**PASSAGE TO READ**
* * * * *
EARTH Thailand

Former Samsung worker’s multiple sclerosis ruled a work-related disease

The Hankyoreh 12 February 2017 | Park Tae-woo

Samsung ordered to compensate former worker for medical treatment costs related to rare ailment

A court has ruled that the multiple sclerosis of a former worker on the LCD production line at Samsung Electronics (the line is now part of Samsung Display) is a work-related disease. Not only is it extremely rare for multiple sclerosis to be acknowledged as a work-related disease, but this is also the first work-related disease to be recognized at Samsung’s LCD line.

On Feb. 10, Lee Gyu-hun, a judge at the Seoul Administrative Court, ruled in favor of Kim Mi-seon, who had asked the court to force the Korea Workers’ Compensation and Welfare Service to reverse its decision not to approve her request for compensation for medical treatment. Kim contracted multiple sclerosis while working on the LCD production line for Samsung Electronics.

Multiple sclerosis, a condition of the central nervous system, is a rare disease that reportedly occurs in 3.5 of 100,000 people. Kim began working at Samsung Electronics’ Giheung factory in 1997, when she was 17 years old. She had been on the production line for three years when she contracted the disease in Mar. 2000 and left the company three months later. She filed the lawsuit in 2013, after the Korea Workers’ Compensation and Welfare Service declined to recognize her multiple sclerosis as a work-related illness.

“The fact is that Kim was exposed to organic solvents such as acetone on the job; that she worked on shifts, including a night shift, before the age of 20; that she worked on a night shift in a sealed space; and that she did not have enough exposure to ultraviolet rays appear to have been factors that caused or exacerbated her multiple sclerosis,” the judge said.
* * * * *
**INFORMATION SUPPLIED**
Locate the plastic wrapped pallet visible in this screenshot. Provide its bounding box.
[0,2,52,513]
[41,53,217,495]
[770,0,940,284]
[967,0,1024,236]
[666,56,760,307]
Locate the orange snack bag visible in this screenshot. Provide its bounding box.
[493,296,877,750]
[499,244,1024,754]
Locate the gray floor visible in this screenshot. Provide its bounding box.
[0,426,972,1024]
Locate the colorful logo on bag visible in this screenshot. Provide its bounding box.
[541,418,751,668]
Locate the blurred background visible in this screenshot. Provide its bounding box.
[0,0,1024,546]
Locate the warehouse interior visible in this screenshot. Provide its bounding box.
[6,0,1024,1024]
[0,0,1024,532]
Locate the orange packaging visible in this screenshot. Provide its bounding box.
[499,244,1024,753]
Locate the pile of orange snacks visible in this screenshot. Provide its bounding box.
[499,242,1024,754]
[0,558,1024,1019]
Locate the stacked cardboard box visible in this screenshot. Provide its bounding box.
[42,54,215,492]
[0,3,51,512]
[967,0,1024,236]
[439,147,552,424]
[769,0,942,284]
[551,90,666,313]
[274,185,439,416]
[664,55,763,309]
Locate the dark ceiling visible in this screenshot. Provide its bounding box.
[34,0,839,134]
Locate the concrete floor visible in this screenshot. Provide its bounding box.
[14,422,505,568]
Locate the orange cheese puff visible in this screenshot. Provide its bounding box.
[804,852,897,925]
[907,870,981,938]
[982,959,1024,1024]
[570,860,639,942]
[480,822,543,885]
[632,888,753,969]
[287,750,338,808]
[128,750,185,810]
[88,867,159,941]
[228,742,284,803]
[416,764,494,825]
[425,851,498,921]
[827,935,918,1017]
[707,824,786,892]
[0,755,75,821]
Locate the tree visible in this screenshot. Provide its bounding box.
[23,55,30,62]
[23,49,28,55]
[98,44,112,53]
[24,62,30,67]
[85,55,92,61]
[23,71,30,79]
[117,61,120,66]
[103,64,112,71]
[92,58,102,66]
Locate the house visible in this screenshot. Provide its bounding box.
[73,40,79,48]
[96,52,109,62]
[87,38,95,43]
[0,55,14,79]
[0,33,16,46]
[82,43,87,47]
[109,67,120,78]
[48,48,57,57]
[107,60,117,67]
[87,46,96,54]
* * * * *
**WORK TASK A**
Answer these questions from the article about the Samsung worker's multiple sclerosis:
(i) In what year did Kim begin working at the Giheung factory?
(ii) Which court issued the ruling?
(iii) How often does multiple sclerosis reportedly occur?
**WORK TASK B**
Transcribe the article about the Samsung worker's multiple sclerosis from "Multiple sclerosis, a" up to and including "the judge said.".
Rely only on the article about the Samsung worker's multiple sclerosis.

**PROBLEM SOLUTION A**
(i) 1997
(ii) The Seoul Administrative Court
(iii) In 3.5 of 100,000 people

**PROBLEM SOLUTION B**
Multiple sclerosis, a condition of the central nervous system, is a rare disease that reportedly occurs in 3.5 of 100,000 people. Kim began working at Samsung Electronics’ Giheung factory in 1997, when she was 17 years old. She had been on the production line for three years when she contracted the disease in Mar. 2000 and left the company three months later. She filed the lawsuit in 2013, after the Korea Workers’ Compensation and Welfare Service declined to recognize her multiple sclerosis as a work-related illness.

“The fact is that Kim was exposed to organic solvents such as acetone on the job; that she worked on shifts, including a night shift, before the age of 20; that she worked on a night shift in a sealed space; and that she did not have enough exposure to ultraviolet rays appear to have been factors that caused or exacerbated her multiple sclerosis,” the judge said.